Leave every picture out, and retype all the remaining records exactly.

== Recorded information

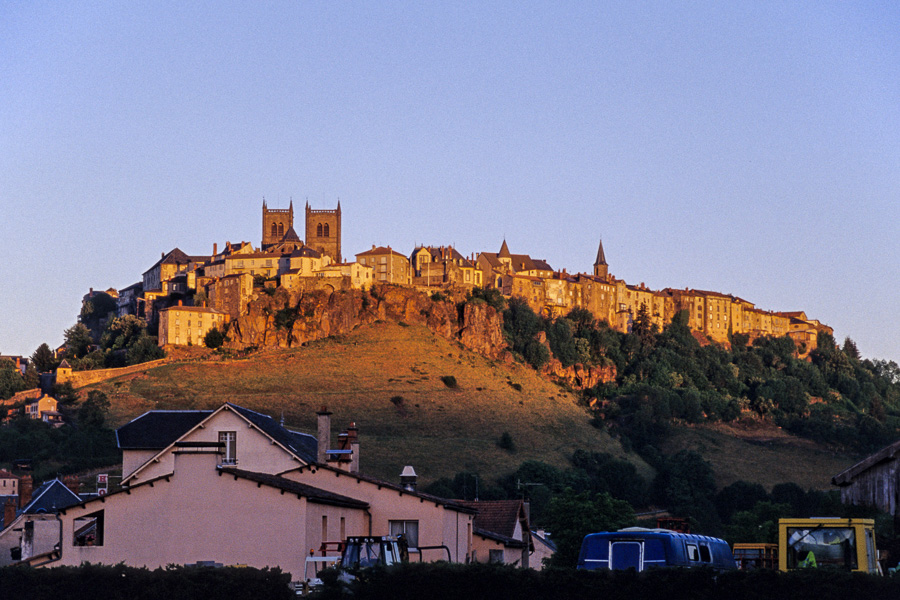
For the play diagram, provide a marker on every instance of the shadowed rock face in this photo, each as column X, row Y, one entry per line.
column 291, row 318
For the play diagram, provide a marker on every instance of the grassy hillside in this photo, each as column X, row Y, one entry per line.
column 387, row 378
column 761, row 453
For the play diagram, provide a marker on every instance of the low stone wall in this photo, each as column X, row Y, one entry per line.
column 83, row 378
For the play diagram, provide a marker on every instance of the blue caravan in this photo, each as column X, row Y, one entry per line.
column 639, row 549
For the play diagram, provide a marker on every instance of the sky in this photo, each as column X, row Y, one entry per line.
column 751, row 148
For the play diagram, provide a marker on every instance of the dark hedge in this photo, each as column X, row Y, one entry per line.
column 90, row 582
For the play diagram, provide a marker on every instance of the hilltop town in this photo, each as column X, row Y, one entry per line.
column 183, row 297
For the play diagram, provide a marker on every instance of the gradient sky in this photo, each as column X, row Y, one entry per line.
column 751, row 148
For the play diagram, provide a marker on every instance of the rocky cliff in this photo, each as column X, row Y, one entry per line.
column 284, row 318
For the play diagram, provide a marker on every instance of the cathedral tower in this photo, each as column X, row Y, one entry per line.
column 323, row 231
column 276, row 222
column 601, row 269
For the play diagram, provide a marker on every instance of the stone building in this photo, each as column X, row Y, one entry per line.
column 187, row 325
column 323, row 231
column 389, row 266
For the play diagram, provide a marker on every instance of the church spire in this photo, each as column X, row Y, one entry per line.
column 601, row 257
column 601, row 269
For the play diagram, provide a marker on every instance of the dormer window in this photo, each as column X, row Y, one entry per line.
column 229, row 451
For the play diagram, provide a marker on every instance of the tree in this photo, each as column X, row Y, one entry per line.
column 93, row 410
column 143, row 349
column 43, row 359
column 214, row 338
column 11, row 380
column 95, row 310
column 121, row 332
column 571, row 516
column 78, row 340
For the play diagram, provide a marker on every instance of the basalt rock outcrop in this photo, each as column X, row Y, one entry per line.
column 284, row 318
column 578, row 376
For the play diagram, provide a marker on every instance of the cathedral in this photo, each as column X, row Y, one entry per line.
column 323, row 230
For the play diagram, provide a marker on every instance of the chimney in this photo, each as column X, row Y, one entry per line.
column 71, row 482
column 25, row 487
column 324, row 434
column 353, row 435
column 408, row 478
column 9, row 511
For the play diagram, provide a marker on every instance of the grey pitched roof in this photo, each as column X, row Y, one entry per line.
column 888, row 453
column 451, row 504
column 302, row 445
column 50, row 497
column 305, row 251
column 313, row 494
column 291, row 235
column 157, row 429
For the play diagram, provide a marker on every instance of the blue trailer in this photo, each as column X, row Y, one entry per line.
column 640, row 549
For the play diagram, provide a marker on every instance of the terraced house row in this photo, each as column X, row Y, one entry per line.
column 217, row 287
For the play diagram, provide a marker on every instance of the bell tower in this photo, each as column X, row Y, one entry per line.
column 601, row 269
column 323, row 231
column 276, row 222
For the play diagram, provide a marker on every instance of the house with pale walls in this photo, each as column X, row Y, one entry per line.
column 187, row 325
column 389, row 266
column 443, row 266
column 233, row 486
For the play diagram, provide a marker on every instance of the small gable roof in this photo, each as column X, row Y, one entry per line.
column 303, row 445
column 886, row 454
column 158, row 429
column 50, row 497
column 497, row 518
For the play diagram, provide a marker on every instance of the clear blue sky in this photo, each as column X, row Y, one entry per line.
column 751, row 148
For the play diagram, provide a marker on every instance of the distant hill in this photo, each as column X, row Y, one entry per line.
column 387, row 378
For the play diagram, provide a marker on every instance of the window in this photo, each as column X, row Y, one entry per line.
column 229, row 452
column 705, row 554
column 408, row 529
column 88, row 530
column 693, row 553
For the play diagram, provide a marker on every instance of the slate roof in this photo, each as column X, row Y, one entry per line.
column 157, row 429
column 50, row 497
column 291, row 235
column 456, row 505
column 313, row 494
column 379, row 251
column 847, row 476
column 305, row 251
column 601, row 257
column 302, row 445
column 497, row 517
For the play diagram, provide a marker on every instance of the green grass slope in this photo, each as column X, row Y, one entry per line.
column 387, row 379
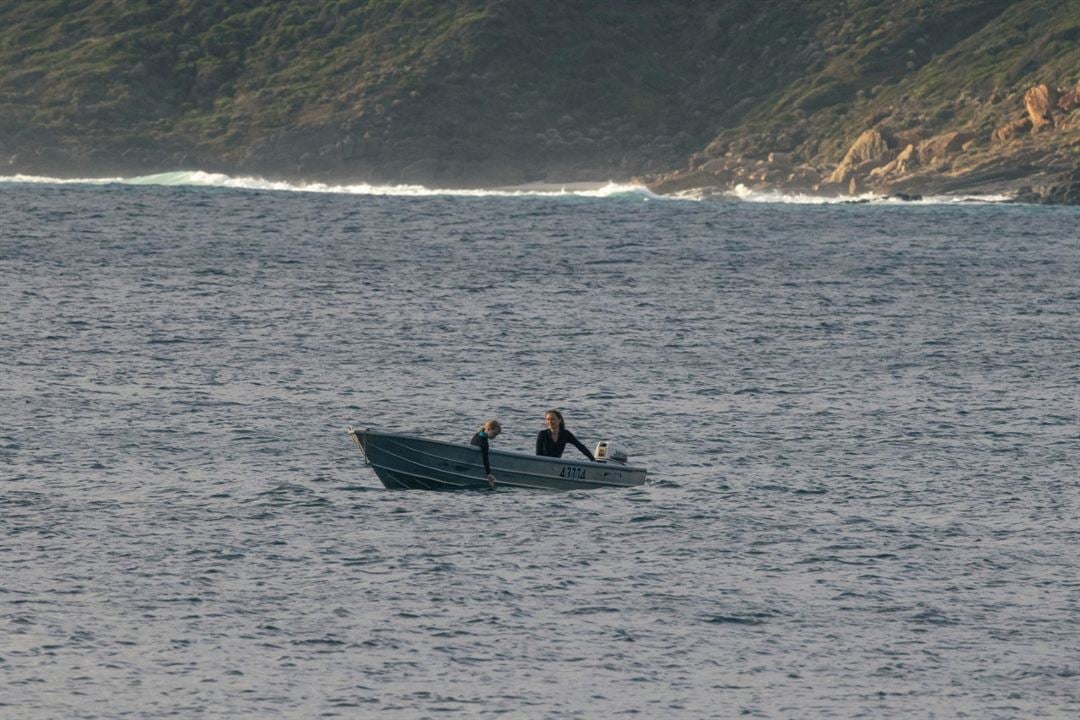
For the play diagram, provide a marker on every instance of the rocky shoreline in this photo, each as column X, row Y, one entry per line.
column 1034, row 158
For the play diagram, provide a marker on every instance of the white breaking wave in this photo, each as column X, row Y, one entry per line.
column 744, row 193
column 199, row 178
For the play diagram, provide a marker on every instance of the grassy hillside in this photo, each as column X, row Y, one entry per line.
column 482, row 92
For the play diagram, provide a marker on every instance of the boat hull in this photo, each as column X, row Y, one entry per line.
column 408, row 462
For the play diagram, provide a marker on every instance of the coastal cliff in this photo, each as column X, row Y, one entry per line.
column 908, row 97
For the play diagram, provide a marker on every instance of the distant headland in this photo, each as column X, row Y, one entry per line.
column 903, row 98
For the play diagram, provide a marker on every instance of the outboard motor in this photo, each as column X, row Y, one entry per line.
column 610, row 452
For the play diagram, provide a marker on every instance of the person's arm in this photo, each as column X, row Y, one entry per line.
column 576, row 443
column 483, row 454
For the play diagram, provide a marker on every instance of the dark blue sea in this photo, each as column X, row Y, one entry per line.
column 861, row 424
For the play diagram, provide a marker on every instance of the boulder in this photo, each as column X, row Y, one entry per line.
column 902, row 164
column 1040, row 102
column 1010, row 130
column 868, row 150
column 944, row 146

====

Your response:
For the play diagram, provide a marker on every instance of the shadowed rock face in this photo, each as column X, row Y, one entry per line.
column 291, row 318
For the play diagram, provide a marker on every instance of the grassy hillside in this photo, each as column X, row Y, one entry per line.
column 387, row 378
column 761, row 453
For the play diagram, provide a marker on every instance of the low stone wall in this photo, each as column X, row Y, one entry per line.
column 83, row 378
For the play diagram, provide a marker on every instance of the blue caravan in this photo, each as column X, row Y, one entry per line.
column 639, row 549
For the play diagram, provide a marker on every instance of the sky in this photo, each as column X, row Y, one entry per line.
column 751, row 148
For the play diagram, provide a marker on every instance of the dark hedge in this photo, each as column X, row Y, one entry per line.
column 90, row 582
For the play diagram, provide a marker on every instance of the hilltop town in this photo, each as column X, row Y, one entry per line.
column 183, row 297
For the play diagram, provide a marker on every instance of the gradient sky in this photo, each as column X, row Y, one entry per line.
column 751, row 148
For the play diagram, provide a marker on every instance of the rocky cliff in this photo, each as column X, row Y, one entry per line.
column 284, row 318
For the play diagram, provide a marker on every instance of the cathedral tower in this photo, each as column X, row Y, one entry per line.
column 323, row 231
column 276, row 222
column 601, row 269
For the play diagram, provide a marker on every instance of the stone building in this photo, each as column X, row Y, one entry per line.
column 187, row 325
column 323, row 231
column 389, row 266
For the play diagram, provide a marker on every instance of the church spire in this photo, each as column X, row Y, one entry per line.
column 601, row 257
column 601, row 269
For the play diagram, provide a marker on every instance of the dormer window in this photo, each as column X, row Y, one entry per line.
column 229, row 451
For the play diagram, provide a marker on every instance of the tree in this photo, each as column X, row Y, one entry per line.
column 93, row 410
column 143, row 349
column 43, row 359
column 214, row 338
column 11, row 380
column 95, row 310
column 121, row 332
column 571, row 516
column 78, row 340
For the play diagram, provide a marker on every instance of the basalt rock outcrop in this photo, each as column X, row Y, one entry per line.
column 284, row 318
column 578, row 376
For the play diagram, provide a marker on every instance of the cathedral in this photo, each as column X, row Y, one entry per line.
column 323, row 230
For the play diagram, provide a marker on every instance of the chimney in this photo, each as column X, row Y, one entry per line.
column 71, row 482
column 25, row 487
column 324, row 434
column 353, row 435
column 408, row 478
column 9, row 511
For the play diagram, provide a marker on every instance of the grey pitched roof in this photo, each as column X, row Y, one entry per line.
column 888, row 453
column 451, row 504
column 302, row 445
column 50, row 497
column 305, row 251
column 313, row 494
column 291, row 235
column 157, row 429
For the play diagram, provide a marker on every instance of the blue trailer in this photo, each as column X, row Y, one entry per line.
column 640, row 549
For the play diagram, provide a marker on every instance of the terraced house row in this photo, each as column X, row Y, one entry per line.
column 217, row 287
For the play diagram, provide a marker on every instance of the bell tower in this photo, each as column X, row Y, one entry per line.
column 601, row 269
column 323, row 231
column 276, row 222
For the play diagram, provide a marker on every instance of the house with pale walls in this photo, each as column X, row Y, one entry per line.
column 187, row 325
column 389, row 266
column 443, row 266
column 233, row 486
For the play diagram, provide a marker on every instance of the small gable roof in this photo, each as column X, row Y, one entry per line.
column 303, row 445
column 886, row 454
column 158, row 429
column 50, row 497
column 497, row 518
For the play diagram, provide a marker on every instance of the clear blue sky in this photo, each as column X, row Y, one entry per line.
column 751, row 148
For the play diagram, provide a marker on every instance of the distant hill in this photo, each as column X, row Y, one entry per line.
column 387, row 378
For the play diagram, provide a marker on every instance of the window in this photo, each as column X, row Y, one entry per line.
column 229, row 452
column 705, row 554
column 408, row 529
column 88, row 530
column 693, row 553
For the play diagram, provide a marker on every instance of the slate roof in this photo, each as column X, row Y, one entry per line.
column 157, row 429
column 50, row 497
column 291, row 235
column 456, row 505
column 313, row 494
column 379, row 251
column 847, row 476
column 305, row 251
column 601, row 257
column 302, row 445
column 497, row 517
For the play diagram, provide a marker on every instance of the green grass slope in this photo, each as column X, row Y, one entry per line.
column 387, row 379
For the play diagram, provide a marker on every instance of the rocky shoreline in this photo, each as column X, row Y, one entry per line.
column 1034, row 158
For the play diagram, provide a marker on every instance of the white breaking wave in this photo, each as column X, row Y, one entry per line.
column 744, row 193
column 199, row 178
For the play diagram, provide a marker on every instance of the grassy hillside in this photo, each as column X, row Y, one entry per line.
column 482, row 92
For the play diagram, provide a marker on every instance of the boat hull in this photo, each as column X, row Y, one entry per line.
column 408, row 462
For the play diagram, provide a marker on every instance of the coastal cliff in this photo, each as column X, row Y, one entry per line.
column 908, row 97
For the play diagram, provide a marker on every instance of the distant headland in this photo, each as column X, row Y, one entry per line.
column 903, row 98
For the play diagram, provide a marker on every instance of the outboard motor in this photo, each as column X, row Y, one entry per line.
column 610, row 452
For the play diagram, provide a marker on every instance of the person's arm in this photo, each as column X, row Y, one entry per line.
column 576, row 443
column 483, row 454
For the play diagram, provide a marker on every instance of the dark blue sea in this photo, each as column X, row Y, one entry per line.
column 861, row 424
For the play diagram, provide a marker on every instance of the boulder in this photo, each as column X, row Y, one entry per line.
column 902, row 164
column 1040, row 102
column 1010, row 130
column 868, row 150
column 944, row 146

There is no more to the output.